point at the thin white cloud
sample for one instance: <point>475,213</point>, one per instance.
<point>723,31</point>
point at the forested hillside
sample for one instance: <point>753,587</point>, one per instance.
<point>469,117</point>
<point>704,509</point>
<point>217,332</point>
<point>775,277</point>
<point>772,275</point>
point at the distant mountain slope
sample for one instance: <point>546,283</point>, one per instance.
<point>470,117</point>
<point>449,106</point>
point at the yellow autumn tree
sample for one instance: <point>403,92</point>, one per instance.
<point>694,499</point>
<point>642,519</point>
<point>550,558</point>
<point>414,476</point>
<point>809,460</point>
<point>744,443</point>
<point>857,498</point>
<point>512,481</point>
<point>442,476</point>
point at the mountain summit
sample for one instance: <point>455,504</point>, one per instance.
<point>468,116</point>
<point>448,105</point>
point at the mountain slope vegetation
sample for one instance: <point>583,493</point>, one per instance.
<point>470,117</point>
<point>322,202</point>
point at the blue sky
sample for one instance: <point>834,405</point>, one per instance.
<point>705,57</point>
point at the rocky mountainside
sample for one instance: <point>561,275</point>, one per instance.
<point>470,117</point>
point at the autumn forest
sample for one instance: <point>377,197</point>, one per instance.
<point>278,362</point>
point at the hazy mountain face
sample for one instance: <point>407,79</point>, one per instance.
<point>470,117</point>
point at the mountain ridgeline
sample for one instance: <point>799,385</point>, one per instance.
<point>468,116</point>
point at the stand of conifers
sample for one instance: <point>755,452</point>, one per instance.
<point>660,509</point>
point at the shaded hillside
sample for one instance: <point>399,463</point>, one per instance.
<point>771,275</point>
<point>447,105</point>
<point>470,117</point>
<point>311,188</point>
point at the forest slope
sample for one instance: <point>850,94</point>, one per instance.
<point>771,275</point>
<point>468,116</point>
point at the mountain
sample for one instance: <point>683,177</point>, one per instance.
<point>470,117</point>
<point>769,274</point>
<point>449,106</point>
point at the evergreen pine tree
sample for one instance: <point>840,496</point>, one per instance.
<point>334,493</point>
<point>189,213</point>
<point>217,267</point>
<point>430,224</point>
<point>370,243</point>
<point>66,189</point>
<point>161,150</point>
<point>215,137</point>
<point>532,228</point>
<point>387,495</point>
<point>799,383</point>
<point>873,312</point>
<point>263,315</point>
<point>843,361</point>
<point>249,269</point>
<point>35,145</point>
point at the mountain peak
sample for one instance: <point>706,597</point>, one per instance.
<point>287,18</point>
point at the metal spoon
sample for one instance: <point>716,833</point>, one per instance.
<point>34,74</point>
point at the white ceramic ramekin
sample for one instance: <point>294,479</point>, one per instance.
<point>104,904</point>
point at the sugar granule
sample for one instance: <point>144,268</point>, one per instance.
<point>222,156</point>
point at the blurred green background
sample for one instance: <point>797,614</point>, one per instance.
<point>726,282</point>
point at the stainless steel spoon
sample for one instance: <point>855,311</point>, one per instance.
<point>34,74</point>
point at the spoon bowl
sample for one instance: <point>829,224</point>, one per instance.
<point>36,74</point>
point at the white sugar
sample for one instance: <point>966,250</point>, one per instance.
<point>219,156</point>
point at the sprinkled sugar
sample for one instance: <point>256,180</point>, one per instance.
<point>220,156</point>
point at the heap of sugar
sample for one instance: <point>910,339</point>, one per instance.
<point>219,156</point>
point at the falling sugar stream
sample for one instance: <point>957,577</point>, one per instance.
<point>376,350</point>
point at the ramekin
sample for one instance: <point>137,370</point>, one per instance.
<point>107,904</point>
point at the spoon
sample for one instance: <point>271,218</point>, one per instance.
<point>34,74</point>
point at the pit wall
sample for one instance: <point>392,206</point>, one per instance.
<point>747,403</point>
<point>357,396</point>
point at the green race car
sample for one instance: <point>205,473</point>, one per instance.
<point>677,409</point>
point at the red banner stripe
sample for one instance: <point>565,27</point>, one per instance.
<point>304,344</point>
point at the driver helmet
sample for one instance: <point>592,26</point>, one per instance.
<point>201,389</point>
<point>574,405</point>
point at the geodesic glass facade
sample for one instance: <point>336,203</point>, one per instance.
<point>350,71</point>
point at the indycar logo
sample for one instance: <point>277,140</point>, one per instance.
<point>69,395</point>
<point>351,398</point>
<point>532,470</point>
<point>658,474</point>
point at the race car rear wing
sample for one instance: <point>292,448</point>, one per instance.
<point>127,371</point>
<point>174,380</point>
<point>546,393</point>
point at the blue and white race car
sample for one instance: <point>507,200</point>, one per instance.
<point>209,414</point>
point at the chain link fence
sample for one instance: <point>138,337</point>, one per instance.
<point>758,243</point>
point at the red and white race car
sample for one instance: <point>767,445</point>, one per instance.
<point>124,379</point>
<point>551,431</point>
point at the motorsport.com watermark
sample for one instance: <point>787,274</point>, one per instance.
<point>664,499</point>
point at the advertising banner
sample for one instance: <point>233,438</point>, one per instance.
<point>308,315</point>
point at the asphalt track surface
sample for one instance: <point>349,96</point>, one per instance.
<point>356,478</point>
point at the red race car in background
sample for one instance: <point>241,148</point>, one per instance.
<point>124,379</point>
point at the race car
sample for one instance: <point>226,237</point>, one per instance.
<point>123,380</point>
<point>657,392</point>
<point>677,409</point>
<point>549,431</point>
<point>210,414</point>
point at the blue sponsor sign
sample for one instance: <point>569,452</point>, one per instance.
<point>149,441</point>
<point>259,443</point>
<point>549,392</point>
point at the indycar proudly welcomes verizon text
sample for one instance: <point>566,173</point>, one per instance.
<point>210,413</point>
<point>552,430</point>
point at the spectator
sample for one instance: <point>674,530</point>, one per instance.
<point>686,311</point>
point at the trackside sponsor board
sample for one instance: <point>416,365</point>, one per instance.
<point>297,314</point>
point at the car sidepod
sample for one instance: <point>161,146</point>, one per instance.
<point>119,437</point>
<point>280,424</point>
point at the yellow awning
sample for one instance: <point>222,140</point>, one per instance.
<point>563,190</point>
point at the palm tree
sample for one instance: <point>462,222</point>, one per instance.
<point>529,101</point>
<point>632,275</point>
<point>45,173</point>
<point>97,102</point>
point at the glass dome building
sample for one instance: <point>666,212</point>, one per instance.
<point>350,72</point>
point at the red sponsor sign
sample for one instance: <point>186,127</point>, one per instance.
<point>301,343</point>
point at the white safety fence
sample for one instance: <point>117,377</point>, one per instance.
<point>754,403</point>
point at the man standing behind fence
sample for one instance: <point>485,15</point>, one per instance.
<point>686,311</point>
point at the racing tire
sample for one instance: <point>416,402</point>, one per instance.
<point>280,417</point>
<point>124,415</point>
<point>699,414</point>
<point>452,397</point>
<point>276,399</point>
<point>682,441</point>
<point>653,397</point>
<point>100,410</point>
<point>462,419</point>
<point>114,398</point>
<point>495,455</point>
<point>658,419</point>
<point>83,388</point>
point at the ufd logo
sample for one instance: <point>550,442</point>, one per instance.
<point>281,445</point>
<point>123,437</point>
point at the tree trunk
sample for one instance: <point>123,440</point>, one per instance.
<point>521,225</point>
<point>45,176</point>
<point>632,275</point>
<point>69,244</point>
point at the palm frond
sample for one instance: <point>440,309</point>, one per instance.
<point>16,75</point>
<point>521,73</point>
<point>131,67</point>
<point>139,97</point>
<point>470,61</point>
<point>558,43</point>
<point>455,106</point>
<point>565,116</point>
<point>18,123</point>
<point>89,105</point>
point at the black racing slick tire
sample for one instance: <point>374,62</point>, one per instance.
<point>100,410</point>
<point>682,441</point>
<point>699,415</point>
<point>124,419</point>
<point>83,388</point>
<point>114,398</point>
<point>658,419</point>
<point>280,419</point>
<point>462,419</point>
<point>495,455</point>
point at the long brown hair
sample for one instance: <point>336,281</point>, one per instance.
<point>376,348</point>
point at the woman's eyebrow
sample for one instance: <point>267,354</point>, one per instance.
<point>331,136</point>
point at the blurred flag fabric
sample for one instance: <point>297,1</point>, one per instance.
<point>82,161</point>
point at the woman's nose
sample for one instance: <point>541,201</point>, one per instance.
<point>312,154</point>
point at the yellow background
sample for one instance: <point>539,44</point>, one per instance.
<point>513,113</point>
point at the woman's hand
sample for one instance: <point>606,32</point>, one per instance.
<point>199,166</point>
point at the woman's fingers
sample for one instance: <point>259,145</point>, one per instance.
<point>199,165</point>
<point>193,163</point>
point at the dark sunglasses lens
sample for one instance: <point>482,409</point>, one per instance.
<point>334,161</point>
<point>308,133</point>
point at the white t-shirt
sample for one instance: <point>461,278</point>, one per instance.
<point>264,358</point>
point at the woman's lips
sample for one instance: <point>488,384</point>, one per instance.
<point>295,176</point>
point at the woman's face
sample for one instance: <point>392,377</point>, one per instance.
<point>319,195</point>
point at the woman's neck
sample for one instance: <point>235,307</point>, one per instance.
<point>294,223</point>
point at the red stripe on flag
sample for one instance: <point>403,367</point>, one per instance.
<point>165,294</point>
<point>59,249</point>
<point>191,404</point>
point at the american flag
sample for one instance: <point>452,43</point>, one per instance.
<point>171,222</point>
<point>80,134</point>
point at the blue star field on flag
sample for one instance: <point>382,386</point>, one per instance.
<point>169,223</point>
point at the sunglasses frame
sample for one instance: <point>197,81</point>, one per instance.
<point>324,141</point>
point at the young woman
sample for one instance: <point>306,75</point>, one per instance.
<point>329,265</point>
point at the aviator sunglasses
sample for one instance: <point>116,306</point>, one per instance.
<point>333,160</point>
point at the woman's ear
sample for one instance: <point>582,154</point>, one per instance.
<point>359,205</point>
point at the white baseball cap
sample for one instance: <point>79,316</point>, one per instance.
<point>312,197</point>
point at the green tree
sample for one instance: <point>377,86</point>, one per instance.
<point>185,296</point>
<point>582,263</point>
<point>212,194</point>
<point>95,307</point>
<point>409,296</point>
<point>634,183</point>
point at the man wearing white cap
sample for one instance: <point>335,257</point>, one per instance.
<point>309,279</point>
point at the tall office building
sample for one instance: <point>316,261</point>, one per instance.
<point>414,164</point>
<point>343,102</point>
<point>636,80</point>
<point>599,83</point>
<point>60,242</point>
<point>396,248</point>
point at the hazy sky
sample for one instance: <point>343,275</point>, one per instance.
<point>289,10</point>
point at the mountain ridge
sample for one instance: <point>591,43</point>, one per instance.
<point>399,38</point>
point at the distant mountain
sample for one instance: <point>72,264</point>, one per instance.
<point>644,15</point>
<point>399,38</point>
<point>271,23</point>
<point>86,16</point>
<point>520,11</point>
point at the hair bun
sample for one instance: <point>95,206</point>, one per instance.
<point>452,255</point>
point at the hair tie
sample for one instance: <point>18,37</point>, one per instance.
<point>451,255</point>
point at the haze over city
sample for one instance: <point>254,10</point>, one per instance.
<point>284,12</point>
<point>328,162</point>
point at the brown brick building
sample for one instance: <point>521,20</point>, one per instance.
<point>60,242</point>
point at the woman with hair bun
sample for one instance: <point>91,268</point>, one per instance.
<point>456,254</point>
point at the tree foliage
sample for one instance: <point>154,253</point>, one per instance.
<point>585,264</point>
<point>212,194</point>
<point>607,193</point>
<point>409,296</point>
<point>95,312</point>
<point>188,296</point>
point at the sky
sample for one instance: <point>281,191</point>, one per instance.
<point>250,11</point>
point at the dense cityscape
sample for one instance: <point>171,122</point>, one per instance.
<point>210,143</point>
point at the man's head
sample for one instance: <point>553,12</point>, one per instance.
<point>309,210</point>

-=-=-

The exercise:
Reproduce the listing above word for word, beginning with the line that contains "point at the red and white race car" and continuing through the line that contains "<point>563,190</point>", with both of those lines included.

Solution to the exercise:
point at the red and white race car
sample for one instance: <point>767,445</point>, one per instance.
<point>124,379</point>
<point>551,431</point>
point at the motorsport.com watermark
sample for one instance: <point>787,274</point>, one per instance.
<point>664,499</point>
point at the advertising banner
sample for one instance: <point>233,438</point>, one per instance.
<point>308,315</point>
point at the asphalt track surface
sample for one instance: <point>349,96</point>, one per instance.
<point>356,478</point>
point at the red race car in background
sample for one instance: <point>241,148</point>, one per instance.
<point>124,379</point>
point at the race car
sample for one instance: <point>226,237</point>, one per instance.
<point>123,380</point>
<point>657,392</point>
<point>677,409</point>
<point>549,431</point>
<point>210,414</point>
point at the blue sponsor sign
sample for one instance: <point>569,452</point>, one per instance.
<point>149,441</point>
<point>259,443</point>
<point>549,392</point>
point at the indycar proudly welcomes verizon text
sample for one instance: <point>566,173</point>, one per instance.
<point>210,413</point>
<point>552,430</point>
point at the spectator
sample for one instance: <point>674,530</point>, one per instance.
<point>686,311</point>
point at the trackside sponsor board
sample for one instance: <point>416,365</point>, one per instance.
<point>297,314</point>
point at the car sidepod
sample for one instance: <point>161,146</point>, one per instance.
<point>119,437</point>
<point>280,424</point>
point at the yellow awning
sample for one instance: <point>222,140</point>, one per instance.
<point>563,190</point>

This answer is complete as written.